## Document excerpt
%%

Global Video Buffers Pool - PMM and UPBuffer reference drivers [RFC]

Marek Szyprowski m.szyprowski at samsung.com
Tue Oct 6 04:10:45 EDT 2009


Hello,

On Friday, October 02, 2009 6:04 PM David F. Carlson wrote:

> I am not a fan of the large and static driver based bootmem allocations in the
> samsung-ap-2.6 git.  This work at least addresses that issue.  Thanks.
> 
> Below are some comments.  Perhaps I am not "getting it".
> 
> According to Marek Szyprowski:
> >
> > algorithm itself would typically be changed to fit a usage pattern.
> >
> > In our solution all memory buffers are all allocated by user-space
> > applications, because only user applications have enough information
> > which devices will be used in the video processing pipeline. For
> > example:
> >
> > MFC video decoder -> Post Processor (scaler and color space converter)
> >  -> Frame Buffer memory.
> >
> > If such a translation succeeds the
> > physical memory region will be properly locked and is guaranteed to be
> > in the memory till the end of transaction. Each transaction must be
> > closed by the multimedia device driver explicitly.
> 
> Since this is a *physical* memory manager, I would never expect the memory
> to not be in memory...

The memory cannot be swapped to disk, but notice that PMM is also an allocator.
It must track which regions has been allocated and free them when are no
longer in use.

> > 2. Allocating a buffer from userspace
> >
> > PMM provides a /dev/pmm special device. Each time the application wants
> > to allocate a buffer it opens the /dev/pmm special file, calls
> > IOCTL_PMM_ALLOC ioctl and the mmaps it into its virtual memory. The
> > struct pmm_area_info parameter for IOCTL_PMM_ALLOC ioctl describes the
> > memory requirements for the buffer (please refer to
> > include/linux/s3c/pmm.h) - like buffer size, memory alignment, memory
> > type (PMM supports different memory types, although currently only one
> > is used) and cpu cache coherency rules (memory can be mapped as
> > cacheable or non-cacheable). The buffer is freed when the file
> > descriptor reference count reaches zero (so the file is closed, is
> > unmmaped from applications memory and released from multimedia devices).

%%

## Data entries
%%

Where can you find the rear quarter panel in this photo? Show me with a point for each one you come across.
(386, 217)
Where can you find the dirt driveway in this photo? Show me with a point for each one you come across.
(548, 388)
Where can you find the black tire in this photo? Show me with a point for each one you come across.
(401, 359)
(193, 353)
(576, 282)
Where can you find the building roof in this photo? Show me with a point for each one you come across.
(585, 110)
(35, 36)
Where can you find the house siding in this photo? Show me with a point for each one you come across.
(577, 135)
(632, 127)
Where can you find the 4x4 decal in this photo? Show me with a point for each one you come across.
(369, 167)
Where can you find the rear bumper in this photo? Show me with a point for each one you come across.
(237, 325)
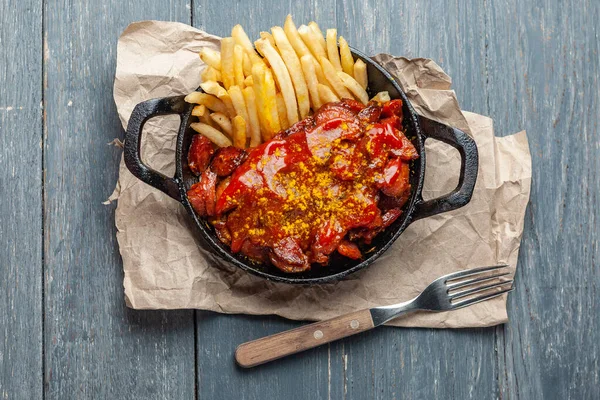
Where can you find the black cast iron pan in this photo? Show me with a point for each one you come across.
(418, 129)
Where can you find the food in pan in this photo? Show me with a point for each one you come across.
(272, 84)
(295, 163)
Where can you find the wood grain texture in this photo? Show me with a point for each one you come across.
(273, 347)
(415, 364)
(544, 68)
(96, 348)
(20, 199)
(531, 65)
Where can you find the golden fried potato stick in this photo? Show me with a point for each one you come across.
(211, 102)
(247, 65)
(253, 121)
(283, 121)
(240, 37)
(381, 97)
(334, 80)
(294, 37)
(212, 87)
(268, 36)
(199, 111)
(319, 72)
(311, 40)
(211, 57)
(326, 95)
(360, 73)
(308, 67)
(346, 57)
(227, 46)
(239, 132)
(332, 49)
(315, 28)
(355, 87)
(239, 104)
(223, 121)
(283, 78)
(238, 65)
(210, 74)
(214, 135)
(264, 90)
(292, 63)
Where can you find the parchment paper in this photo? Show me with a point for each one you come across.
(165, 268)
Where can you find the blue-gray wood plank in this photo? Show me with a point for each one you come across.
(21, 199)
(94, 347)
(529, 65)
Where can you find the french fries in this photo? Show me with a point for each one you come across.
(252, 91)
(266, 101)
(346, 57)
(211, 74)
(360, 73)
(334, 80)
(281, 110)
(283, 78)
(238, 65)
(381, 97)
(214, 135)
(227, 47)
(332, 49)
(199, 111)
(311, 40)
(294, 37)
(253, 121)
(239, 132)
(211, 102)
(213, 88)
(315, 28)
(326, 95)
(292, 62)
(239, 35)
(354, 87)
(239, 104)
(308, 67)
(211, 58)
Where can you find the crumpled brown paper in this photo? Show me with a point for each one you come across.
(166, 269)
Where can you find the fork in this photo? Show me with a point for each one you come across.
(449, 292)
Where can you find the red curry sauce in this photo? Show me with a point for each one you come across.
(327, 183)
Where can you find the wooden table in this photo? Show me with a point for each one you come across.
(64, 329)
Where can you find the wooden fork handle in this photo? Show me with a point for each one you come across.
(269, 348)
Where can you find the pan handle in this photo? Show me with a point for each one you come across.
(469, 165)
(142, 113)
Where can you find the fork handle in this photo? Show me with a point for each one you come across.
(269, 348)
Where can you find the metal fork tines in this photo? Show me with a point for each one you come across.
(452, 291)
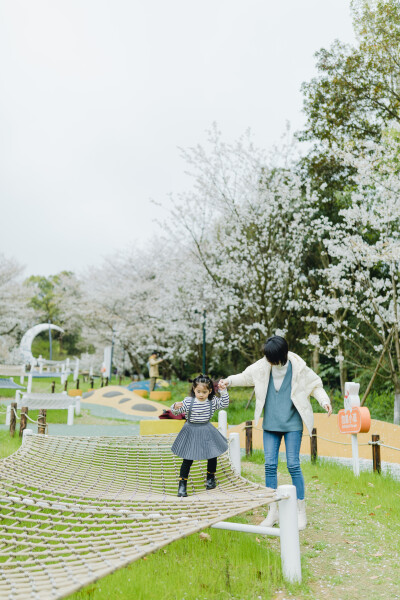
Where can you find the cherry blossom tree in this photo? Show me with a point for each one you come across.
(15, 316)
(249, 221)
(357, 301)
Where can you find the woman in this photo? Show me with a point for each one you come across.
(283, 384)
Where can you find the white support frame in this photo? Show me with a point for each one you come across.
(288, 532)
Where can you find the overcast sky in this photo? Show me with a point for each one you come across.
(96, 96)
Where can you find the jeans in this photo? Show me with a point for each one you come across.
(272, 441)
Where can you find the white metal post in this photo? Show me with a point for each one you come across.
(71, 409)
(223, 423)
(76, 370)
(290, 543)
(63, 374)
(234, 451)
(356, 460)
(25, 434)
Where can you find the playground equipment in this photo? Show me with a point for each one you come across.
(9, 384)
(121, 399)
(47, 401)
(25, 346)
(77, 509)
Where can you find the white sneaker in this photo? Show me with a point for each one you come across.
(301, 514)
(272, 517)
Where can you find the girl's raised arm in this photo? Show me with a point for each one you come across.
(223, 401)
(179, 407)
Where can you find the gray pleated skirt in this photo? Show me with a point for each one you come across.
(199, 441)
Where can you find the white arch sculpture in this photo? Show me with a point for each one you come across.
(25, 346)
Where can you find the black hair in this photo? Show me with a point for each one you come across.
(203, 379)
(276, 350)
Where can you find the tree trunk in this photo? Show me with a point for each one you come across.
(396, 411)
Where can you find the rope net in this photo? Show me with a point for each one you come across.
(76, 509)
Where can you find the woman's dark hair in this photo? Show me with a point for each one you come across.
(276, 350)
(203, 379)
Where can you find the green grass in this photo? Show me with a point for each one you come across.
(228, 565)
(9, 445)
(353, 518)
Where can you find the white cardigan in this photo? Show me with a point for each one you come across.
(305, 383)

%%

## What to produce
Transcribe the PMM mailing-list message between "The memory cannot" and "longer in use.", inclusive.

## Correct output
The memory cannot be swapped to disk, but notice that PMM is also an allocator.
It must track which regions has been allocated and free them when are no
longer in use.